--- Begin ---

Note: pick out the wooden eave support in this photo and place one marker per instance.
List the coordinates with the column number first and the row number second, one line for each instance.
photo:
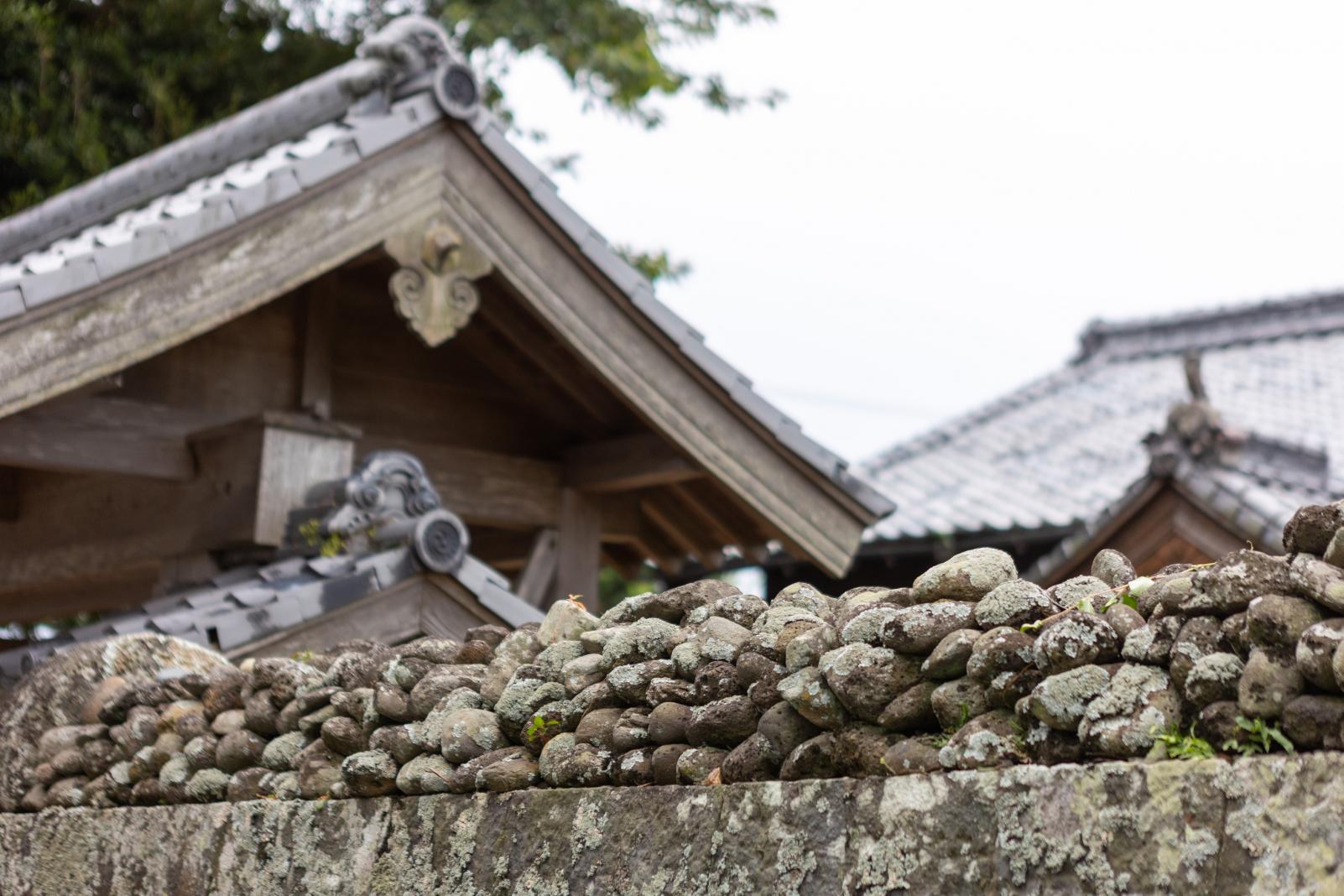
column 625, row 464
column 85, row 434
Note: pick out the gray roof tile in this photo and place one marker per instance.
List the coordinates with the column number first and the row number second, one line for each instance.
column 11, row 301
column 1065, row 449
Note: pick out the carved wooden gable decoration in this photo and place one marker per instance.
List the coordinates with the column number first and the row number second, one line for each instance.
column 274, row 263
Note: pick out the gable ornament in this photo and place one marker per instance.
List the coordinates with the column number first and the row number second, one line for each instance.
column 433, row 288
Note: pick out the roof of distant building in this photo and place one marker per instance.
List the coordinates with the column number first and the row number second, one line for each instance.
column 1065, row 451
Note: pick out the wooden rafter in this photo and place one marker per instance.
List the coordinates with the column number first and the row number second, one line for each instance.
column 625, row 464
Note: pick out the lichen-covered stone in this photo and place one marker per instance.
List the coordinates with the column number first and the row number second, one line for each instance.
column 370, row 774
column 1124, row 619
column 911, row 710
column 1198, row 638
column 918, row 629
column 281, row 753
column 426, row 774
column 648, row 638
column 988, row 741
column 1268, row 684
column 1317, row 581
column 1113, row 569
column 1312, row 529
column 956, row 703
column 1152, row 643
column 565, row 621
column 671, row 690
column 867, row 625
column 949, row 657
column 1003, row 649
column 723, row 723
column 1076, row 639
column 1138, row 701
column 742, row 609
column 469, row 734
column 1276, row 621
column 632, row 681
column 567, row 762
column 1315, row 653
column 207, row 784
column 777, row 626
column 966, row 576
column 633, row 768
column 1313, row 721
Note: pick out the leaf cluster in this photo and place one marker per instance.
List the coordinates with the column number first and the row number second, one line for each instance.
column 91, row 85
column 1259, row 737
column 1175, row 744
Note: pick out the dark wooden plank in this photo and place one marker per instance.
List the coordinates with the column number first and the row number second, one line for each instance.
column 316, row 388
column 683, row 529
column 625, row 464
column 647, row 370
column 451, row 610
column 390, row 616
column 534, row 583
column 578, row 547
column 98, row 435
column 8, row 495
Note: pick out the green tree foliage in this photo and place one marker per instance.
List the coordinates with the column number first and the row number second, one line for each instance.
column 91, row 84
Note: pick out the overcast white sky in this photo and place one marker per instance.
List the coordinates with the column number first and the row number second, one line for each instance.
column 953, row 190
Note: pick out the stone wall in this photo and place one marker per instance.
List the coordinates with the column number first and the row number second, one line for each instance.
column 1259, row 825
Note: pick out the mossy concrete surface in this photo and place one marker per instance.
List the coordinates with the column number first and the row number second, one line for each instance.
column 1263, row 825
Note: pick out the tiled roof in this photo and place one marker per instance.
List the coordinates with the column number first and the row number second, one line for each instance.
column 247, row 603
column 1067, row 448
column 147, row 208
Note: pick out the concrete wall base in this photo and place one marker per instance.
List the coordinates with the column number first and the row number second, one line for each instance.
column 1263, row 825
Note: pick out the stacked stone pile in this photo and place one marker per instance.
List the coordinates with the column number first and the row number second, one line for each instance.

--- End ---

■ Request ■
Turn every line of the rows above into a JSON list of strings, one string per line. Skip blank lines and leave the pictures out.

■ Output for this task ■
[
  "Note: pick out the wooden eave support in this photo and place one marker per instance.",
  "List the coordinates with the column number first and the row number second, one line for each instance.",
  "photo:",
  "column 625, row 464",
  "column 85, row 434",
  "Note: pick out the gray roof tile in this photo and place one marker per instance.",
  "List the coordinates with the column number first and the row number second, one line for each instance.",
  "column 11, row 301",
  "column 1065, row 449",
  "Note: pick out the carved wooden gable decoration in this photo and place one marker per instance.",
  "List the coordinates with the column number first and the row number second, one line for each instance.",
  "column 274, row 263",
  "Note: pick out the gable ornament in this photo and place one marker per instance.",
  "List the coordinates with the column number first and the row number second, one line for each instance.",
  "column 433, row 288",
  "Note: pick out the roof of distant building in this photo and place one marker per instance.",
  "List the coordinates with the column number first and the row number second, one line for each instance.",
  "column 1065, row 451",
  "Note: pick out the wooden rafter in this photo and place one marker per instance.",
  "List the coordinates with the column number first and the row number second, one line for each instance.",
  "column 625, row 464",
  "Note: pick out the lichen-covered stone in this photo and place one marker per instance.",
  "List the coordinates with the column number first and the row number second, one line for each instance.",
  "column 370, row 774",
  "column 1124, row 619",
  "column 911, row 710",
  "column 1198, row 638",
  "column 918, row 629",
  "column 281, row 753",
  "column 426, row 774",
  "column 648, row 638",
  "column 988, row 741",
  "column 1268, row 684",
  "column 1317, row 581",
  "column 1113, row 569",
  "column 1312, row 529",
  "column 956, row 703",
  "column 1152, row 643",
  "column 565, row 621",
  "column 671, row 690",
  "column 867, row 625",
  "column 949, row 657",
  "column 1003, row 649",
  "column 723, row 723",
  "column 1076, row 639",
  "column 1138, row 701",
  "column 742, row 609",
  "column 469, row 734",
  "column 1276, row 621",
  "column 632, row 681",
  "column 567, row 762",
  "column 1315, row 653",
  "column 207, row 784",
  "column 777, row 626",
  "column 966, row 576",
  "column 633, row 768",
  "column 1313, row 721",
  "Note: pick out the leaf cluster in this photo and place one marker per instance.",
  "List the coordinates with the column number first and the row number second, one line for each instance.",
  "column 91, row 85",
  "column 1259, row 737",
  "column 1175, row 744",
  "Note: pick out the dark wooden plank in this photo and place one marker per instance.",
  "List the coordinates with the column number first and the row number second, one line for each instance.",
  "column 316, row 388",
  "column 683, row 529",
  "column 625, row 464",
  "column 647, row 370",
  "column 451, row 610",
  "column 390, row 616",
  "column 534, row 583",
  "column 578, row 547",
  "column 98, row 435",
  "column 8, row 495",
  "Note: pick out the green tree foliage in this photo and place one marker per instance.",
  "List the coordinates with the column number first and the row number second, one line for each instance.",
  "column 91, row 84",
  "Note: pick out the overcast white sky in this photo and place one marker per instance.",
  "List the coordinates with the column number first and the row number second, one line for each instance.",
  "column 953, row 190",
  "Note: pick out the stone wall in this photo and place one marker per instance.",
  "List the coordinates with the column number first and the row number second, one line for each instance.",
  "column 1259, row 825",
  "Note: pick out the mossy concrete surface in this photo and place one marker per instance.",
  "List the coordinates with the column number first and the row number second, one line for each instance.",
  "column 1263, row 825",
  "Note: pick out the tiled roof in this photo and place one marker per instance.",
  "List the coordinates with the column number first and the row number second, one line for each instance.",
  "column 247, row 603",
  "column 1067, row 448",
  "column 147, row 208",
  "Note: pick out the concrete wall base in this photo and place one marker per instance.",
  "List the coordinates with the column number first and the row number second, one line for each instance.",
  "column 1263, row 825",
  "Note: pick out the stacked stone pile in this photo and place one marker per instance.",
  "List the coordinates with the column number first and the row number second, one line for each instance."
]